## Entries supplied
⟨
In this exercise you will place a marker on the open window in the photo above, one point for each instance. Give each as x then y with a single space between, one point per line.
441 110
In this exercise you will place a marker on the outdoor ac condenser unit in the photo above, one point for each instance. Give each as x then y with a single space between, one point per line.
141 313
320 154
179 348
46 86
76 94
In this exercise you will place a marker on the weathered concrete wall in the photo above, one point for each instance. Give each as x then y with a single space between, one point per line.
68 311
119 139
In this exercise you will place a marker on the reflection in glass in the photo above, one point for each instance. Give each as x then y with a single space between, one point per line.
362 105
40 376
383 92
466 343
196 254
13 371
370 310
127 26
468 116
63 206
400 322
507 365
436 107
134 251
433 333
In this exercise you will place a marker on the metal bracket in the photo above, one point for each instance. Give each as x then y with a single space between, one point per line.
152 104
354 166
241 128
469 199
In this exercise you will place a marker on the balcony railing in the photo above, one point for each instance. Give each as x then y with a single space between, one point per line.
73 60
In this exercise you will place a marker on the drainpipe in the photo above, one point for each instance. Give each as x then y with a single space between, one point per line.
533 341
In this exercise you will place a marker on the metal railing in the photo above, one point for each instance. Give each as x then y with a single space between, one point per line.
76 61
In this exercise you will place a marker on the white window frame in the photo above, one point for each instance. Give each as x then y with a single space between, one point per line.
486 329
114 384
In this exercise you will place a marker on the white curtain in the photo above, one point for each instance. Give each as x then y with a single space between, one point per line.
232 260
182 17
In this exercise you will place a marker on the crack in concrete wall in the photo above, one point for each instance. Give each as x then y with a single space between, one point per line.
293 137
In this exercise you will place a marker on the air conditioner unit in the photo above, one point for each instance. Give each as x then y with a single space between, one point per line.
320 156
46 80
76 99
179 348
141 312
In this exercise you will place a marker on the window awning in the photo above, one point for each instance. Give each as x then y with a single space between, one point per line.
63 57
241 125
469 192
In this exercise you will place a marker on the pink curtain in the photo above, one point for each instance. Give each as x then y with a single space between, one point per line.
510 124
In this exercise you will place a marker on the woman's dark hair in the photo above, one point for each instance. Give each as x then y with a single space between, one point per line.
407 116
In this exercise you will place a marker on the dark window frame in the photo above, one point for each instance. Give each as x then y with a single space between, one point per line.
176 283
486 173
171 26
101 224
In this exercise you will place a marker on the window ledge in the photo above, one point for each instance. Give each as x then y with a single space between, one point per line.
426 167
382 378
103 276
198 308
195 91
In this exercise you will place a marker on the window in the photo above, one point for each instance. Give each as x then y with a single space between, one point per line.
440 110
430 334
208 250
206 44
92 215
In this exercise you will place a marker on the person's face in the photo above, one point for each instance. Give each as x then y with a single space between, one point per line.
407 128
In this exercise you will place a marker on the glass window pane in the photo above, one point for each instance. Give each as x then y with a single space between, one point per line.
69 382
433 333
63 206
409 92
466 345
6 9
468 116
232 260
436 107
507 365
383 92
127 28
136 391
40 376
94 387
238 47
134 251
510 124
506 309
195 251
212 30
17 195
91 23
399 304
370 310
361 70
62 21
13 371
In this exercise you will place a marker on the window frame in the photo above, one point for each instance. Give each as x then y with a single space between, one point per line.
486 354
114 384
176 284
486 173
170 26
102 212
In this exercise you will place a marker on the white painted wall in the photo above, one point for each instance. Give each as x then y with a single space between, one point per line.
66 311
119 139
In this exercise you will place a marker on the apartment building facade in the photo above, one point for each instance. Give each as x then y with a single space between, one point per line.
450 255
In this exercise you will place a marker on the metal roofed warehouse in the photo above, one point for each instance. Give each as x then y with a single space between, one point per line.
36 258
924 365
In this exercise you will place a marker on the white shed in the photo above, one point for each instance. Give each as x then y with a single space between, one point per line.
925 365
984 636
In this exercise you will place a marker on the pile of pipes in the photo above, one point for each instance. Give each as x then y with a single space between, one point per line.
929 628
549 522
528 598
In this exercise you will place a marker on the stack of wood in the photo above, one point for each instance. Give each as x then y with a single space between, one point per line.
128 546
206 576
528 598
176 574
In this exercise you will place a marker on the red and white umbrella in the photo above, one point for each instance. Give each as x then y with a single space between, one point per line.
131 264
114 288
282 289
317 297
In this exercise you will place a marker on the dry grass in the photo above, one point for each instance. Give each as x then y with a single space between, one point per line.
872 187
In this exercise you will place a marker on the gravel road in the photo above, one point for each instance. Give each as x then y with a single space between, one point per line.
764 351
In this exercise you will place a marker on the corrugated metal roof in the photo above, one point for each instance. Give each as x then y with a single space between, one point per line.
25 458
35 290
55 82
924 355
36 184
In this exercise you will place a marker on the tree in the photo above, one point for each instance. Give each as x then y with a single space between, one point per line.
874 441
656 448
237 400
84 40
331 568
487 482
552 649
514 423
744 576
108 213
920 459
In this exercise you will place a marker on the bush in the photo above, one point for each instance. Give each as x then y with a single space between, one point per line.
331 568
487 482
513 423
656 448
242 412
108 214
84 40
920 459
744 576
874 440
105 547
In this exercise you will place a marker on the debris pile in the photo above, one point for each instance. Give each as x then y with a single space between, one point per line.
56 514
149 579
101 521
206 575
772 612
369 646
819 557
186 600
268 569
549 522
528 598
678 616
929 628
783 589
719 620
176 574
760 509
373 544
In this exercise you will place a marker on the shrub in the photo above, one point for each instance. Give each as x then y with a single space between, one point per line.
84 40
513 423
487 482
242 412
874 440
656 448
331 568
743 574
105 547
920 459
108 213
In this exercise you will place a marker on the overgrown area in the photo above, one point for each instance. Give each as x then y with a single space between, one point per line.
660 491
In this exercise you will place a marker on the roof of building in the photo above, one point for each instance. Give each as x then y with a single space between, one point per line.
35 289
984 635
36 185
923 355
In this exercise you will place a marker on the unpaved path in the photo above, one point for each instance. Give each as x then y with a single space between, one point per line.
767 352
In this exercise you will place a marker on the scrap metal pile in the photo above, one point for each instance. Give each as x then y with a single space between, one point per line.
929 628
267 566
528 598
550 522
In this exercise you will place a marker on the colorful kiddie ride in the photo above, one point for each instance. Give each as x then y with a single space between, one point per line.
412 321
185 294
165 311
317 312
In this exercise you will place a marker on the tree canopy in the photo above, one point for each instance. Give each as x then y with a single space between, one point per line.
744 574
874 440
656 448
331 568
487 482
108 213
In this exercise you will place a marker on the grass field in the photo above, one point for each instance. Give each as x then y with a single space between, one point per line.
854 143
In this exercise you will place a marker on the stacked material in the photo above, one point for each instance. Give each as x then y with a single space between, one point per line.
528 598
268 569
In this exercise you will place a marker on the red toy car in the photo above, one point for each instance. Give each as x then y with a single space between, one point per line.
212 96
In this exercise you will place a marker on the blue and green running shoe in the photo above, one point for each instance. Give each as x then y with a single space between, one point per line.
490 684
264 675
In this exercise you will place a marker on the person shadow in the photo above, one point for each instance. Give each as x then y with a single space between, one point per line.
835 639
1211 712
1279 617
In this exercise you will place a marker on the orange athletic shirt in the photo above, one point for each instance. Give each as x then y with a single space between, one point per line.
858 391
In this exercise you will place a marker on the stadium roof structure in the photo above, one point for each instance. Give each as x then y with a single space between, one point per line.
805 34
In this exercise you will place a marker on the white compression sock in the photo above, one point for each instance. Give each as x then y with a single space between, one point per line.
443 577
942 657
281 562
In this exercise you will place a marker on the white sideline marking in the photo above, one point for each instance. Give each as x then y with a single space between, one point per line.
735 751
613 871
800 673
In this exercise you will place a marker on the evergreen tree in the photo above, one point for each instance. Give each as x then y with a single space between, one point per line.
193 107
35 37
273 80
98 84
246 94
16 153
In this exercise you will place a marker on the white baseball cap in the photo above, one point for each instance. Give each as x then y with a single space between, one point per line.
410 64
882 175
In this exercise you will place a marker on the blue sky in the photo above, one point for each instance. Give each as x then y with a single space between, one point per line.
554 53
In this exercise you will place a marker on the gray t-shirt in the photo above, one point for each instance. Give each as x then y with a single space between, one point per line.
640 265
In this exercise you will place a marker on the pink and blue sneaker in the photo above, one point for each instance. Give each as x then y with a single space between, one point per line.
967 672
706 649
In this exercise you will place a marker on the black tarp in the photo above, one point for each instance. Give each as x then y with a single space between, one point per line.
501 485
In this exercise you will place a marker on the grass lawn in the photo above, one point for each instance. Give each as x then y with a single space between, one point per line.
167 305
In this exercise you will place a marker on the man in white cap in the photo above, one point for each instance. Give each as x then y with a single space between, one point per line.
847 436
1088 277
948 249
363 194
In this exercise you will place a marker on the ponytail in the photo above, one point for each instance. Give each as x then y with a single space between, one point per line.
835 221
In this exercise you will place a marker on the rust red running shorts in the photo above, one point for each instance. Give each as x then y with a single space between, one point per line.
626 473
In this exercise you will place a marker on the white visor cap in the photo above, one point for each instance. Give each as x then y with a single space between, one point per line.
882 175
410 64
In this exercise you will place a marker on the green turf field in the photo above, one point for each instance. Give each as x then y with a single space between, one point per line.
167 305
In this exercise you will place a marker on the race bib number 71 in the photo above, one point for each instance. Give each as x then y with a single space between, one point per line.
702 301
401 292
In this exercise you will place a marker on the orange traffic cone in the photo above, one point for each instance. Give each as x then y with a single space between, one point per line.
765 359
⟩
Reproduce, with no other lines, the one containing "the white visor" and all lines after it through the end of the data above.

## Answer space
In this exercise you will place a marker on the white visor cap in the photo above, one point for each instance. Give each as x then y with a single space between, one point per line.
882 175
410 64
In this exercise you will place a marker on the green turf field in the photo above, one point for each instance. Give each as x then y with a single space between, one point per line.
167 305
In this exercise you will place a marker on the race bib number 71 in the photo above, one point for each instance. Give each as x then y with a single space between, one point per line.
702 301
401 292
In this exercise you will place a marker on the orange traffic cone in the photo above, one point for each instance. Give each as x then y with a single space between, one point per line.
765 359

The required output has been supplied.